STATED PROBLEM –
Copy word for word the stretch of the data below from the line containing "point_to(query) puts a dot on the white toilet" through the line containing "column 193, row 473", including both of those lines.

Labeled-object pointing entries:
·····
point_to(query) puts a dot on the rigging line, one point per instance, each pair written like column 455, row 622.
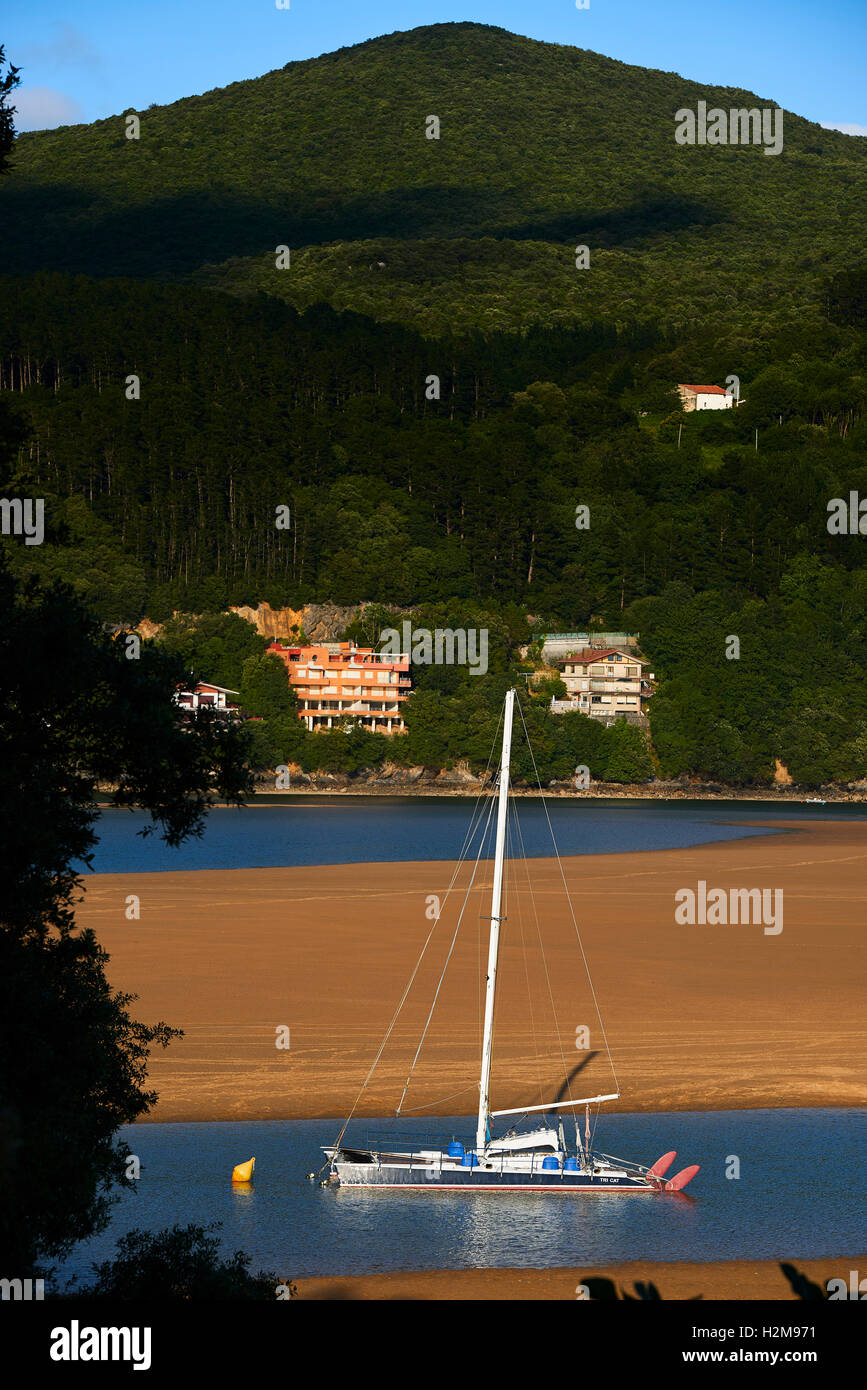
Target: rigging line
column 520, row 915
column 605, row 1037
column 442, row 1100
column 550, row 994
column 409, row 986
column 457, row 926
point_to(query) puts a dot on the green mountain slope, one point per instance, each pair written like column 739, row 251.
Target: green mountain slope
column 542, row 148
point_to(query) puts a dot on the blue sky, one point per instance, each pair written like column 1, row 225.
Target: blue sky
column 96, row 57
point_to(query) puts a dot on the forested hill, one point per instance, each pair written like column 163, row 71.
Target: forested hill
column 542, row 148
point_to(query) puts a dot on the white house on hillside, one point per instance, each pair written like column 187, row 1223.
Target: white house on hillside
column 605, row 683
column 705, row 398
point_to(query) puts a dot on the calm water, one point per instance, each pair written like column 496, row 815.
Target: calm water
column 780, row 1207
column 370, row 830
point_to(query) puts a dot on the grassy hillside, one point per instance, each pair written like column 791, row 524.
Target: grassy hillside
column 542, row 148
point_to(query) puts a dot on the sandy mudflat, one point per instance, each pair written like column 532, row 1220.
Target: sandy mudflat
column 696, row 1016
column 735, row 1279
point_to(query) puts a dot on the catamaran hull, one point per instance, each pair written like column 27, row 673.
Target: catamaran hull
column 360, row 1175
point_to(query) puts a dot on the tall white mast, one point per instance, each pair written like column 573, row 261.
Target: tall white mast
column 496, row 902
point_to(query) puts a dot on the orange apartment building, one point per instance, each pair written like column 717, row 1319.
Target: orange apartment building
column 339, row 680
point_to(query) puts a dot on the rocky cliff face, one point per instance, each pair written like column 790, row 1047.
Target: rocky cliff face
column 318, row 622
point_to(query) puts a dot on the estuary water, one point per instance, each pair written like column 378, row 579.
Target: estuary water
column 799, row 1194
column 327, row 830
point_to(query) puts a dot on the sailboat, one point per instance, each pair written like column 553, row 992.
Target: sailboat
column 535, row 1159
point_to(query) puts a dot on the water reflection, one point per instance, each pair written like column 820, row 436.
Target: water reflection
column 296, row 1228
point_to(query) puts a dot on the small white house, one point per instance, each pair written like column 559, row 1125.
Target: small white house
column 207, row 694
column 705, row 398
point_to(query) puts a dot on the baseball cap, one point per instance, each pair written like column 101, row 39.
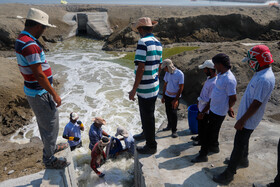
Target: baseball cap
column 207, row 64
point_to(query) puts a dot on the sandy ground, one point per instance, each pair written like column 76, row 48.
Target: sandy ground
column 26, row 159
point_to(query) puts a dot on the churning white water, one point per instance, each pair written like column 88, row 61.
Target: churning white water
column 94, row 83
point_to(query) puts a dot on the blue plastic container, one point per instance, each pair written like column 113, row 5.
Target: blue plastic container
column 192, row 114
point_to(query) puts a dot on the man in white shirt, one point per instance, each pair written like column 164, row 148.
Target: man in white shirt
column 172, row 91
column 251, row 109
column 223, row 98
column 204, row 99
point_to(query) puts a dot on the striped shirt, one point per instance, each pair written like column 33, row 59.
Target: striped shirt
column 29, row 52
column 149, row 51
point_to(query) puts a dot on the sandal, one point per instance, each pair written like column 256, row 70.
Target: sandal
column 60, row 147
column 58, row 164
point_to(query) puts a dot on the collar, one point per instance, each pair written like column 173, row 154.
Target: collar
column 148, row 35
column 28, row 34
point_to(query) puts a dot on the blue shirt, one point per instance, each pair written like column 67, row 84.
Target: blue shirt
column 72, row 130
column 225, row 87
column 259, row 88
column 95, row 135
column 173, row 81
column 129, row 143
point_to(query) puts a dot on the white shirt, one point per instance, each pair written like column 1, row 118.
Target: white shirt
column 206, row 92
column 225, row 87
column 173, row 81
column 259, row 88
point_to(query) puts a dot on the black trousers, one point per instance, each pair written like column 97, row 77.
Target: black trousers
column 210, row 134
column 202, row 124
column 240, row 149
column 277, row 178
column 147, row 109
column 171, row 113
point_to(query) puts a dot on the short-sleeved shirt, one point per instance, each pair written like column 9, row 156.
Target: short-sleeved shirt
column 173, row 81
column 72, row 130
column 149, row 51
column 129, row 143
column 29, row 52
column 95, row 134
column 225, row 87
column 259, row 88
column 206, row 92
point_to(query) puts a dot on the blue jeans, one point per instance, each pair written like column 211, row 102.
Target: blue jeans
column 47, row 118
column 147, row 109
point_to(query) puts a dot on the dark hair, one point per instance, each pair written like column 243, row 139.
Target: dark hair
column 147, row 29
column 223, row 59
column 30, row 23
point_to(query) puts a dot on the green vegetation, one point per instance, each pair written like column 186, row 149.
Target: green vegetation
column 167, row 52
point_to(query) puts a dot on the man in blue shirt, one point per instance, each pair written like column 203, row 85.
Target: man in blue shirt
column 96, row 132
column 72, row 131
column 251, row 109
column 172, row 91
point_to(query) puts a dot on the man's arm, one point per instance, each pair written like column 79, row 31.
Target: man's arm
column 253, row 108
column 138, row 78
column 44, row 82
column 231, row 102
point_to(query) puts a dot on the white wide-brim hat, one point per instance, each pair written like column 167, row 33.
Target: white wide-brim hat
column 38, row 16
column 207, row 64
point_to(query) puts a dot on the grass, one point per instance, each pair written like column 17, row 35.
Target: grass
column 167, row 52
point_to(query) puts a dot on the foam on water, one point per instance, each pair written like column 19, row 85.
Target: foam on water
column 94, row 85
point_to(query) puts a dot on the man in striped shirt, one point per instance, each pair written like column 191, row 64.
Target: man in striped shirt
column 148, row 59
column 38, row 78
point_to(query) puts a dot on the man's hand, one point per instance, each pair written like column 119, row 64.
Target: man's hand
column 239, row 124
column 175, row 104
column 231, row 112
column 200, row 116
column 132, row 94
column 57, row 99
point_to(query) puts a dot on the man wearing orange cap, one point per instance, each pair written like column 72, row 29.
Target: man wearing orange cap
column 148, row 58
column 251, row 109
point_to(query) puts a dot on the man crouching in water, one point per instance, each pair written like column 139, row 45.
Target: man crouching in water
column 98, row 156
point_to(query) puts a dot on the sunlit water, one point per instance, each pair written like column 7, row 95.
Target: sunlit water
column 95, row 83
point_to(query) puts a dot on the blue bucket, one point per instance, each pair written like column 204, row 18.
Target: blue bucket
column 192, row 114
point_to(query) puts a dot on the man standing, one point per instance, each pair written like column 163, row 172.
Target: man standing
column 96, row 132
column 223, row 98
column 38, row 88
column 72, row 131
column 204, row 99
column 251, row 109
column 147, row 61
column 172, row 90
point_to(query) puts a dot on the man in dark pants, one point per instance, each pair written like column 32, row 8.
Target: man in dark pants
column 223, row 98
column 148, row 57
column 251, row 109
column 204, row 98
column 172, row 89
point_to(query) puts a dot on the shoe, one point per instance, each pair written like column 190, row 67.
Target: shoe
column 166, row 129
column 139, row 137
column 199, row 158
column 58, row 164
column 195, row 138
column 196, row 143
column 214, row 149
column 244, row 163
column 224, row 178
column 174, row 135
column 146, row 150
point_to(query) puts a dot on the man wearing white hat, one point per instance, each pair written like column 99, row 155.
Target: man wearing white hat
column 72, row 131
column 204, row 98
column 38, row 80
column 147, row 61
column 172, row 91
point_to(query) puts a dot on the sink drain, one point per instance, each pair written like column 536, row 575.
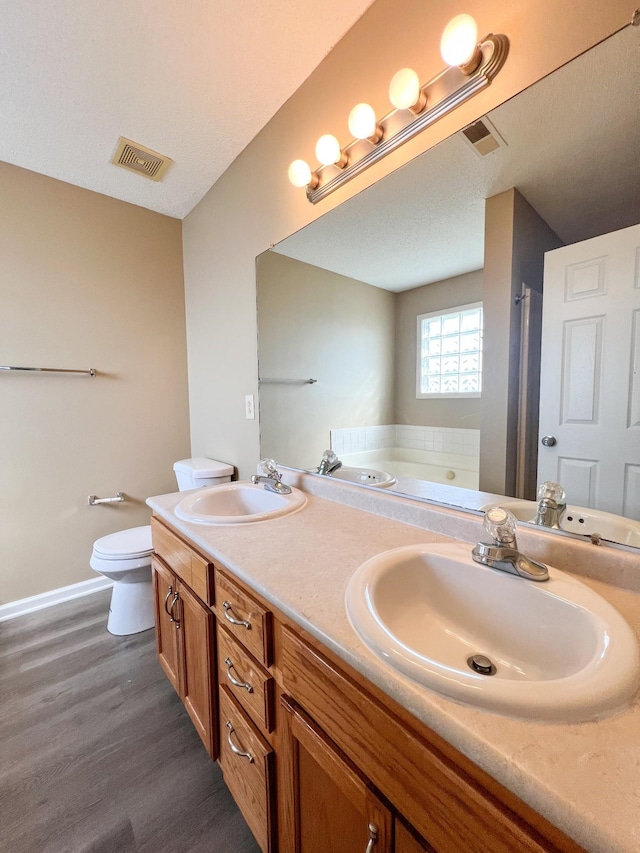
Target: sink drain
column 481, row 664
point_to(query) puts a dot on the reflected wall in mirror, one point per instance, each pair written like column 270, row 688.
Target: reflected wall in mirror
column 338, row 300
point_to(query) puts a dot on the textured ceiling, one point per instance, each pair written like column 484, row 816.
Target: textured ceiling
column 572, row 151
column 195, row 81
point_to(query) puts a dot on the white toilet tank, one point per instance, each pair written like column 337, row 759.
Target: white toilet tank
column 193, row 473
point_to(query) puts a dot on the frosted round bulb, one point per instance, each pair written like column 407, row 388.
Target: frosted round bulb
column 328, row 150
column 362, row 122
column 300, row 173
column 404, row 89
column 459, row 40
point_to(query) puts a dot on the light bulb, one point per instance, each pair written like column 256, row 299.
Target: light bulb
column 363, row 123
column 459, row 40
column 328, row 150
column 405, row 92
column 300, row 173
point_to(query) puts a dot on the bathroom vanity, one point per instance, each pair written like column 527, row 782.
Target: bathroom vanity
column 325, row 747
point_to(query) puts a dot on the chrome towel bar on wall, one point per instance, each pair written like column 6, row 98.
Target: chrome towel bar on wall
column 94, row 500
column 287, row 381
column 90, row 372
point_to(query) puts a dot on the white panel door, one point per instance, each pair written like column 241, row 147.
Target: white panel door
column 590, row 375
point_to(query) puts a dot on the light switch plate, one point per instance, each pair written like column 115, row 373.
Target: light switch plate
column 249, row 407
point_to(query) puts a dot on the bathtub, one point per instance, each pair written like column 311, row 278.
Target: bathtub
column 448, row 469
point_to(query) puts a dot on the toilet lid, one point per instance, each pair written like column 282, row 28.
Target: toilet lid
column 126, row 544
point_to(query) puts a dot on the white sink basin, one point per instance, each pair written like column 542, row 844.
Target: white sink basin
column 588, row 522
column 560, row 651
column 237, row 503
column 365, row 476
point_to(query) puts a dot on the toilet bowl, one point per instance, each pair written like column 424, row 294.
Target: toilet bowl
column 125, row 557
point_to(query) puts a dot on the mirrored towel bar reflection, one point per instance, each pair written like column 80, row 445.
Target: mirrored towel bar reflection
column 287, row 381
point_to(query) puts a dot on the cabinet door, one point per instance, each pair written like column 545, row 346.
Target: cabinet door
column 165, row 592
column 332, row 808
column 197, row 687
column 407, row 842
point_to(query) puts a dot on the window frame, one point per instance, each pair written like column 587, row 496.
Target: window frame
column 445, row 395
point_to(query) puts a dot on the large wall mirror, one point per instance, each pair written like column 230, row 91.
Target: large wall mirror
column 338, row 303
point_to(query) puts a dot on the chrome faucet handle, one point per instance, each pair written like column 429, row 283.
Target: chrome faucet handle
column 502, row 525
column 551, row 491
column 504, row 554
column 269, row 467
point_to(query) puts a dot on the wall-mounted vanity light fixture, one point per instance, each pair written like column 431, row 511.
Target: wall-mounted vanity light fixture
column 471, row 66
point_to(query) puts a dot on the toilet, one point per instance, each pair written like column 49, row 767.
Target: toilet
column 125, row 557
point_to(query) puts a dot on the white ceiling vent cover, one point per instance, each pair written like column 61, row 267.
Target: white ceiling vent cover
column 135, row 157
column 482, row 137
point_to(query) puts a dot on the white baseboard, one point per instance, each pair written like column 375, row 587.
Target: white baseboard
column 55, row 596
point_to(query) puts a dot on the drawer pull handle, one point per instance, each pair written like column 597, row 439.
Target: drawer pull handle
column 171, row 613
column 373, row 838
column 168, row 596
column 229, row 664
column 228, row 610
column 236, row 750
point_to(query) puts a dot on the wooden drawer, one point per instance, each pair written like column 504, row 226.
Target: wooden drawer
column 190, row 567
column 247, row 620
column 246, row 680
column 248, row 766
column 446, row 806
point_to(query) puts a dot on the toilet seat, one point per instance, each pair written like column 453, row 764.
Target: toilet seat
column 132, row 544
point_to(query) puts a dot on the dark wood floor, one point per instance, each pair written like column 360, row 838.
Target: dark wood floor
column 97, row 754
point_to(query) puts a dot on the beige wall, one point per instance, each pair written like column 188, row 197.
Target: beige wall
column 253, row 206
column 86, row 281
column 317, row 324
column 463, row 413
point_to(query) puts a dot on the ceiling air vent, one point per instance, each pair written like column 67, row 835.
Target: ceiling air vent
column 137, row 158
column 482, row 137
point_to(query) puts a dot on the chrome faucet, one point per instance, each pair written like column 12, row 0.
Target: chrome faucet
column 271, row 477
column 503, row 553
column 329, row 463
column 551, row 505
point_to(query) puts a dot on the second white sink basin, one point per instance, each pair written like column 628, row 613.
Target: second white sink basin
column 237, row 503
column 364, row 476
column 558, row 651
column 586, row 522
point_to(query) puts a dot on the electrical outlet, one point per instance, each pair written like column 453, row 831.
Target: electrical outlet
column 249, row 407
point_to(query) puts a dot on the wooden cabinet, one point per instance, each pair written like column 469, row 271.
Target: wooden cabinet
column 407, row 842
column 333, row 809
column 248, row 682
column 166, row 594
column 356, row 773
column 244, row 617
column 248, row 765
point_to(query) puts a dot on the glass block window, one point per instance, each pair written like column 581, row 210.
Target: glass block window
column 450, row 353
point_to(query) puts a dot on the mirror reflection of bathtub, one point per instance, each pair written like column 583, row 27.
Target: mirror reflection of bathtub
column 596, row 191
column 438, row 455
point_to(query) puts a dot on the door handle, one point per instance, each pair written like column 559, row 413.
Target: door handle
column 373, row 838
column 173, row 604
column 229, row 664
column 228, row 611
column 236, row 749
column 167, row 597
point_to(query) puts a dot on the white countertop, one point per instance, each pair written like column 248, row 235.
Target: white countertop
column 584, row 778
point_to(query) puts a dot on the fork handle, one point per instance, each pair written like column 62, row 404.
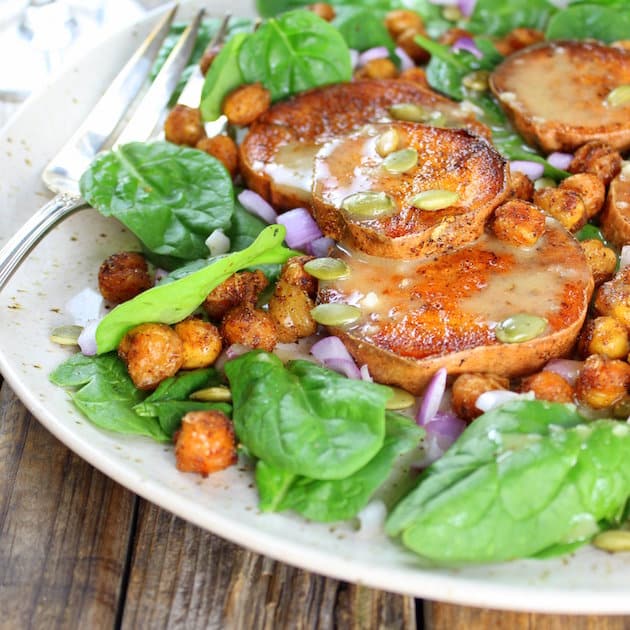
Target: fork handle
column 21, row 243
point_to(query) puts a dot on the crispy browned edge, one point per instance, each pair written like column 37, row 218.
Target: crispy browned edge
column 555, row 136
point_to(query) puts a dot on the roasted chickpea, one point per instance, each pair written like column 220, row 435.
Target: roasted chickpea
column 605, row 336
column 518, row 222
column 184, row 126
column 598, row 158
column 224, row 149
column 601, row 259
column 152, row 353
column 201, row 343
column 468, row 387
column 205, row 443
column 590, row 188
column 548, row 385
column 613, row 297
column 564, row 205
column 246, row 103
column 239, row 288
column 123, row 276
column 602, row 382
column 249, row 326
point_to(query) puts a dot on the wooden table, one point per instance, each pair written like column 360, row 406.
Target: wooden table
column 79, row 551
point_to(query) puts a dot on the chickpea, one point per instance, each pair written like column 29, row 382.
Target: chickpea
column 602, row 382
column 239, row 288
column 201, row 342
column 605, row 336
column 323, row 10
column 518, row 222
column 205, row 443
column 224, row 149
column 590, row 188
column 184, row 126
column 152, row 352
column 548, row 385
column 598, row 158
column 401, row 20
column 601, row 259
column 468, row 387
column 245, row 104
column 613, row 297
column 123, row 276
column 249, row 326
column 521, row 186
column 564, row 205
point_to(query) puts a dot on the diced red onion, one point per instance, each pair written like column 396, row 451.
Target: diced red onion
column 560, row 160
column 497, row 397
column 254, row 203
column 406, row 62
column 567, row 368
column 432, row 397
column 87, row 338
column 533, row 170
column 467, row 44
column 378, row 52
column 301, row 227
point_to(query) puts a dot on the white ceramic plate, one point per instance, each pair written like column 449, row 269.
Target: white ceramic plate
column 65, row 263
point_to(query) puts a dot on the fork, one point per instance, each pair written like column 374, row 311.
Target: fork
column 62, row 174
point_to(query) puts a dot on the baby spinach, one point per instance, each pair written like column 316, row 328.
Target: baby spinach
column 303, row 418
column 171, row 302
column 172, row 198
column 294, row 52
column 336, row 499
column 522, row 479
column 106, row 394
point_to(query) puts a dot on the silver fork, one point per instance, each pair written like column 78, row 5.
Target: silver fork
column 62, row 174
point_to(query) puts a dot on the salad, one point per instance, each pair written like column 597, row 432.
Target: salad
column 273, row 332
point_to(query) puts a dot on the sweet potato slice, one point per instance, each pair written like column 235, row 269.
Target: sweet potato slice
column 615, row 217
column 556, row 94
column 450, row 160
column 420, row 315
column 277, row 153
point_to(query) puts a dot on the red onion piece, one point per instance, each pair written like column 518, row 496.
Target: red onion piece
column 560, row 160
column 378, row 52
column 467, row 44
column 301, row 227
column 406, row 62
column 567, row 368
column 87, row 338
column 533, row 170
column 254, row 203
column 432, row 397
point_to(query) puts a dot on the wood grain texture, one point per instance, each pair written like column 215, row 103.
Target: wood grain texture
column 439, row 616
column 183, row 577
column 64, row 530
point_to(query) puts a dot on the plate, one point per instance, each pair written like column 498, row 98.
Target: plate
column 60, row 277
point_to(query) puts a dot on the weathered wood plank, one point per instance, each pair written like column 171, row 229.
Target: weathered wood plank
column 184, row 577
column 64, row 530
column 439, row 616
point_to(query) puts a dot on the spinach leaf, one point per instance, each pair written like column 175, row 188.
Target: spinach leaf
column 106, row 394
column 303, row 418
column 590, row 21
column 223, row 76
column 497, row 17
column 171, row 302
column 522, row 479
column 294, row 52
column 172, row 198
column 336, row 499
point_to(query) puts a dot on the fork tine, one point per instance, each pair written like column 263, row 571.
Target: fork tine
column 151, row 109
column 67, row 166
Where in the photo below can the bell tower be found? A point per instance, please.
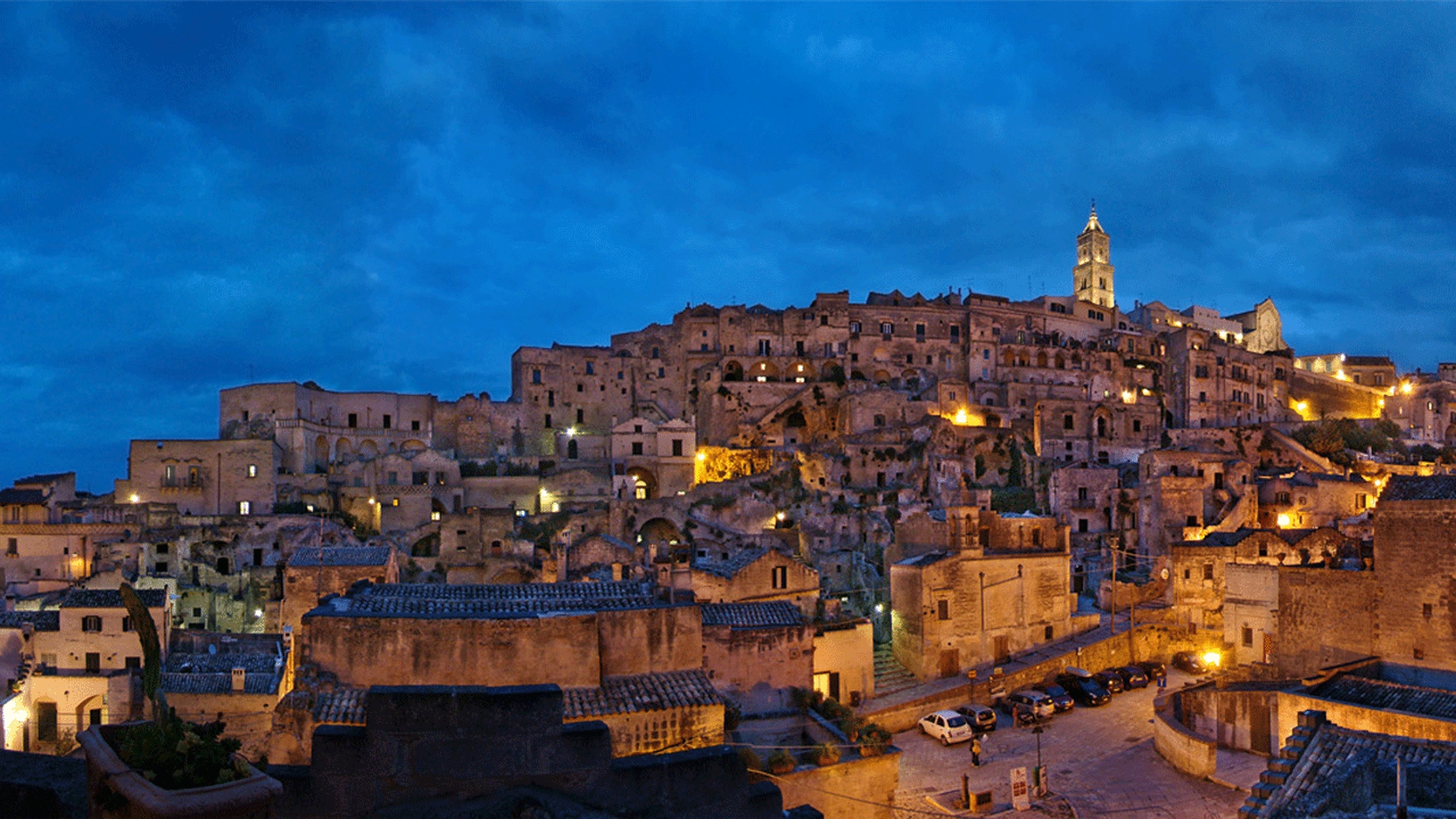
·····
ANSWER TO THE EXERCISE –
point_to(query) puts a dot on the white toilet tank, one point per instance, each pair written like column 337, row 759.
Target: white toilet tank
column 193, row 473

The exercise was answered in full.